◆ Task prompt ◆
Each line of the records that holds the word "small" should be copied out.
[Source records — start]
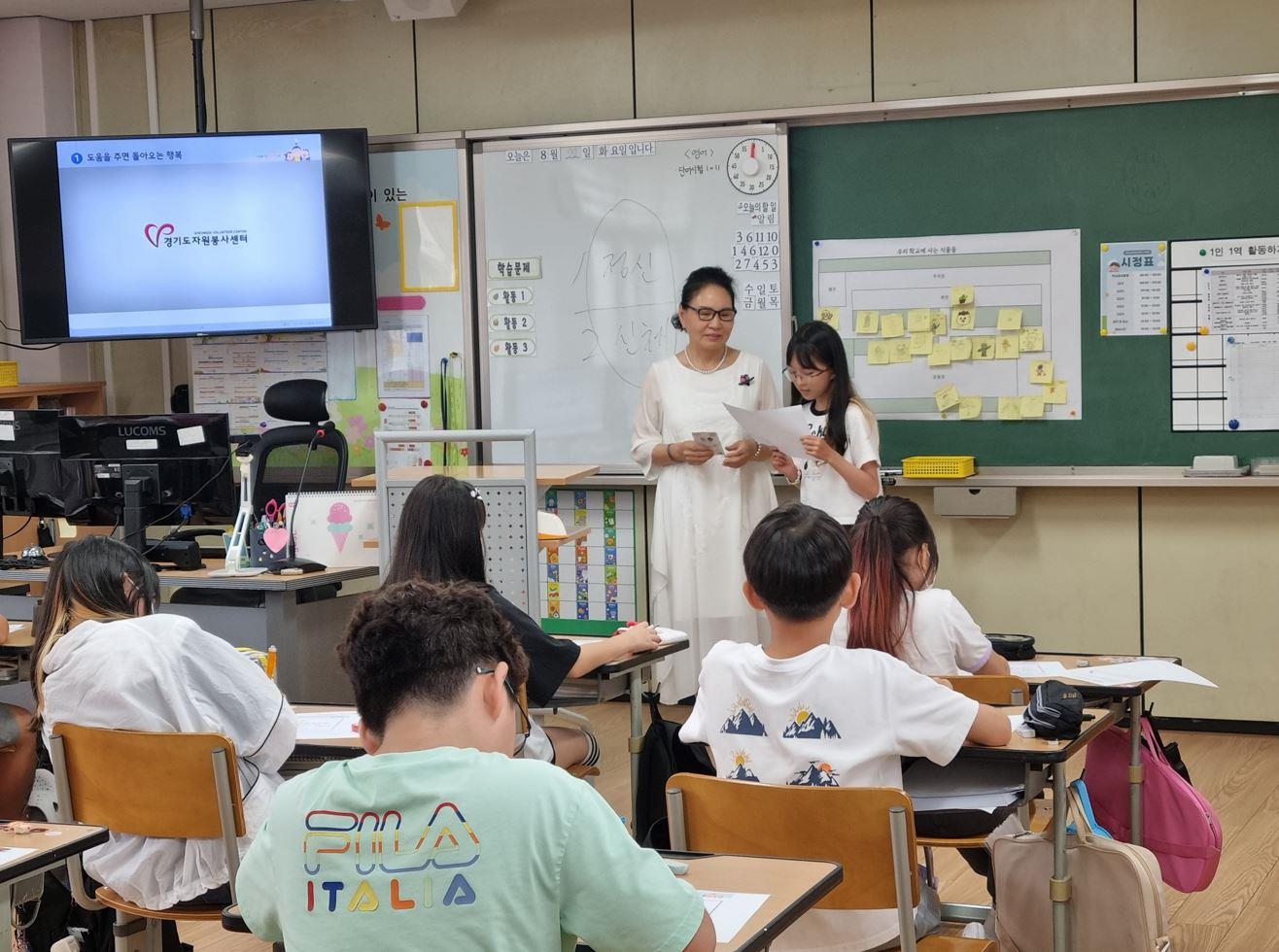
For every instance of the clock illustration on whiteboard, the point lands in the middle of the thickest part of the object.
(752, 166)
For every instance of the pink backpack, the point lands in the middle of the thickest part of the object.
(1180, 826)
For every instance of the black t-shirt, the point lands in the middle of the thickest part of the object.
(549, 659)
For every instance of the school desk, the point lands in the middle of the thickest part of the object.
(1129, 697)
(303, 634)
(1041, 756)
(52, 845)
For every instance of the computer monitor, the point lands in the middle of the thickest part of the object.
(144, 470)
(31, 476)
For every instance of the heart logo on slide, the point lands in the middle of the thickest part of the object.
(155, 233)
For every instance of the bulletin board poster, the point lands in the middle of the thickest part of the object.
(418, 242)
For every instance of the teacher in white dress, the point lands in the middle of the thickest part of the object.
(708, 503)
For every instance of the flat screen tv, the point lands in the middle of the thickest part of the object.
(190, 235)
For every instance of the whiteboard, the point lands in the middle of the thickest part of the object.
(582, 244)
(962, 289)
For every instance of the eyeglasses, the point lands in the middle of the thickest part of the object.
(523, 726)
(802, 376)
(725, 316)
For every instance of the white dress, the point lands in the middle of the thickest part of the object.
(704, 514)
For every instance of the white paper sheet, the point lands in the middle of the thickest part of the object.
(328, 725)
(1138, 671)
(781, 428)
(1037, 668)
(731, 910)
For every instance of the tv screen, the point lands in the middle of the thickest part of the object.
(186, 235)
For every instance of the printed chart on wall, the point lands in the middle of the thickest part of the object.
(591, 587)
(583, 244)
(418, 235)
(1226, 333)
(959, 327)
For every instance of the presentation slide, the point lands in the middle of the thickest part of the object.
(193, 235)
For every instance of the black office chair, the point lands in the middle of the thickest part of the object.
(311, 455)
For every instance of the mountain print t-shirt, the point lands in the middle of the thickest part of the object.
(829, 717)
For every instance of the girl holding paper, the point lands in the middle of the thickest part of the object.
(841, 469)
(707, 507)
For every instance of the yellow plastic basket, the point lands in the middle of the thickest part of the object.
(938, 466)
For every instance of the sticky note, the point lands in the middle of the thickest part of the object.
(1041, 372)
(983, 348)
(918, 320)
(1032, 339)
(947, 396)
(1009, 320)
(1009, 408)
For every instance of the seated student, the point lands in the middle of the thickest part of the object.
(899, 611)
(808, 713)
(440, 538)
(104, 659)
(441, 838)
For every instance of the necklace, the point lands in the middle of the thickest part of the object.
(699, 369)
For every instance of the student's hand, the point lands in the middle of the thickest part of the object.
(818, 449)
(784, 465)
(691, 452)
(640, 638)
(738, 454)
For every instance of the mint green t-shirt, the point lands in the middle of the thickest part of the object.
(450, 849)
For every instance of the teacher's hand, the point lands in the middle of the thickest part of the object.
(737, 455)
(689, 452)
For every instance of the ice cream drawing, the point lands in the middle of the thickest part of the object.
(339, 524)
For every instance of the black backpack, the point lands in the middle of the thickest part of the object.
(662, 757)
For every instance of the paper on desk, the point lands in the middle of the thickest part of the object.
(1037, 668)
(781, 428)
(328, 725)
(731, 910)
(1138, 671)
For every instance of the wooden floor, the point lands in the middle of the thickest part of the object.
(1239, 774)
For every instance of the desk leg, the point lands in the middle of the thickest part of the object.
(1136, 772)
(1059, 886)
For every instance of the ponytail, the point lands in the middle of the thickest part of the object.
(886, 529)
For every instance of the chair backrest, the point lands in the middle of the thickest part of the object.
(842, 825)
(157, 785)
(992, 689)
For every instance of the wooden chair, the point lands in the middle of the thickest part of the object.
(992, 689)
(156, 785)
(867, 830)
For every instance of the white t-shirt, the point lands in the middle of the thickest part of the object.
(942, 638)
(828, 717)
(820, 486)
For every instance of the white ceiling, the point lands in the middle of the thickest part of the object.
(104, 9)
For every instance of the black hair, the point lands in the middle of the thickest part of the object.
(420, 643)
(798, 561)
(92, 578)
(440, 535)
(814, 347)
(707, 276)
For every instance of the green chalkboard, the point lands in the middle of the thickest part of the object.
(1169, 170)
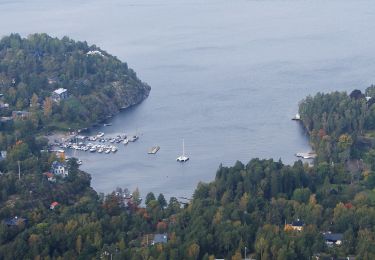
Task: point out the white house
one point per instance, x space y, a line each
59 169
59 94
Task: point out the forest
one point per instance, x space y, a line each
97 84
264 208
250 206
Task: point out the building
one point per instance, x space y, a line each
59 94
15 221
332 239
59 169
160 238
50 176
20 115
53 205
296 225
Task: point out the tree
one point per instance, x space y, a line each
162 201
149 197
47 107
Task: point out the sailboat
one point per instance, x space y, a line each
183 157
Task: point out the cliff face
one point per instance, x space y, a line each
98 84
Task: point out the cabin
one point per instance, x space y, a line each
52 80
15 221
59 94
59 169
332 239
160 239
50 176
3 155
53 205
20 115
296 225
3 105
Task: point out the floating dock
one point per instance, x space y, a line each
310 155
154 149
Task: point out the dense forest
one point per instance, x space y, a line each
97 84
264 209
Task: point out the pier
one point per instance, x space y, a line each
154 149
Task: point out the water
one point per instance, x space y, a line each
226 76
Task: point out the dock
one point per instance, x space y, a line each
309 155
154 149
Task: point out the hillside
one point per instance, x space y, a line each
96 84
271 210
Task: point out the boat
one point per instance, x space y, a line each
297 117
309 155
183 157
134 138
154 149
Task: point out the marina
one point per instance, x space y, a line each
309 155
93 144
154 149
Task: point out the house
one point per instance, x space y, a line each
296 225
3 155
333 238
20 115
59 169
50 176
15 221
160 238
3 105
59 94
53 205
52 80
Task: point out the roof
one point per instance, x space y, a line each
60 91
14 221
333 236
20 113
48 174
298 223
57 164
160 238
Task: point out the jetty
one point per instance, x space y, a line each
154 149
309 155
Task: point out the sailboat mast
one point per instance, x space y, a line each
183 147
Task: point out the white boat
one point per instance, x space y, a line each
183 157
133 138
297 117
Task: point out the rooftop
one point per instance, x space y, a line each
59 91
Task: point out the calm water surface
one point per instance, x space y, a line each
226 76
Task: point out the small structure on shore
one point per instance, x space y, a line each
154 149
297 117
59 94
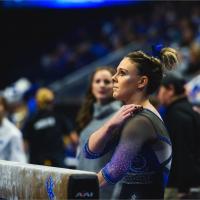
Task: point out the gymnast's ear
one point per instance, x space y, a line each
142 82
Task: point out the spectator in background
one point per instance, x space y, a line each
44 132
183 125
97 108
11 142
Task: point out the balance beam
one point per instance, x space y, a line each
27 181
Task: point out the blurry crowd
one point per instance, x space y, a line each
165 22
33 131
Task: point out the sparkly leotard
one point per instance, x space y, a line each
142 158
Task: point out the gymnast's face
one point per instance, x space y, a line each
126 81
102 85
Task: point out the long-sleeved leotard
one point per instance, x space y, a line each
142 158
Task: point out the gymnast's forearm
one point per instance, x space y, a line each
99 139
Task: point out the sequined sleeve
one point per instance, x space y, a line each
109 146
136 132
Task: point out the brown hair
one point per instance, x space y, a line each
153 67
84 115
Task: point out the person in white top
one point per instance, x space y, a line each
11 141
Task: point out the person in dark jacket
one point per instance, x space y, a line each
44 132
182 123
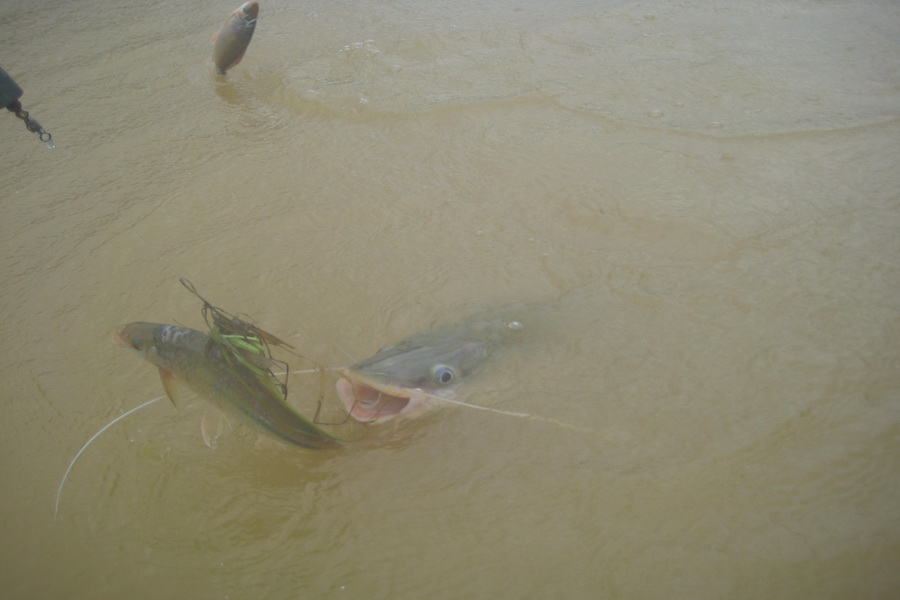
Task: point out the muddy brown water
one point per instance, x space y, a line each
702 199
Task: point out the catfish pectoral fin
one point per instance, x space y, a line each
170 384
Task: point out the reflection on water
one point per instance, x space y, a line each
701 202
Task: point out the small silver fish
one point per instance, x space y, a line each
188 356
231 42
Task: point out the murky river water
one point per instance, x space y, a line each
704 198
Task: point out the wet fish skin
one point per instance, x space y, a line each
412 376
231 42
186 355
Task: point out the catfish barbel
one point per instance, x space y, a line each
191 357
232 40
412 376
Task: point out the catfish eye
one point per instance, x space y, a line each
443 374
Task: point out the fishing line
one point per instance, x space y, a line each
88 443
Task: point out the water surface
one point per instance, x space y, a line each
703 202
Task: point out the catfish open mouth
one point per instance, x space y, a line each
370 401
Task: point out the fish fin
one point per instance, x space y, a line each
170 384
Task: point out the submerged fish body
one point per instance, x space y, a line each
190 356
418 373
231 42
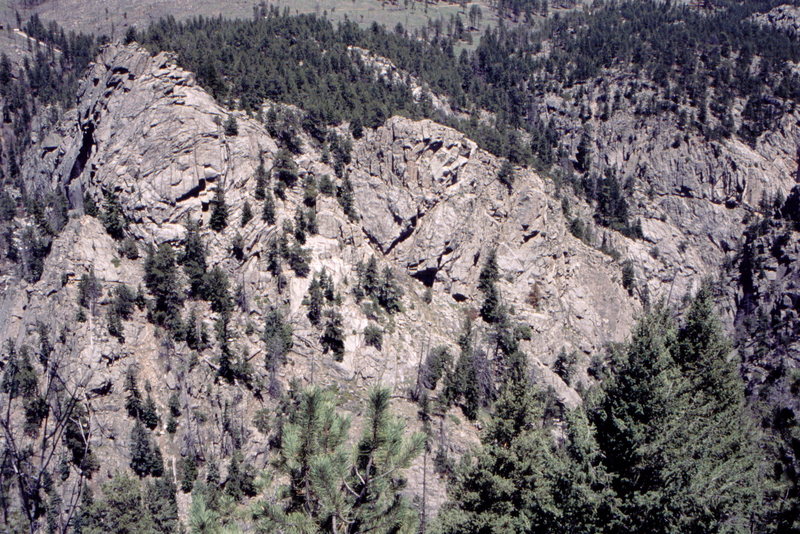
[Source records — finish]
◆ Finished task ◆
Task: point out the small structure on shore
Task: point out the small silver fish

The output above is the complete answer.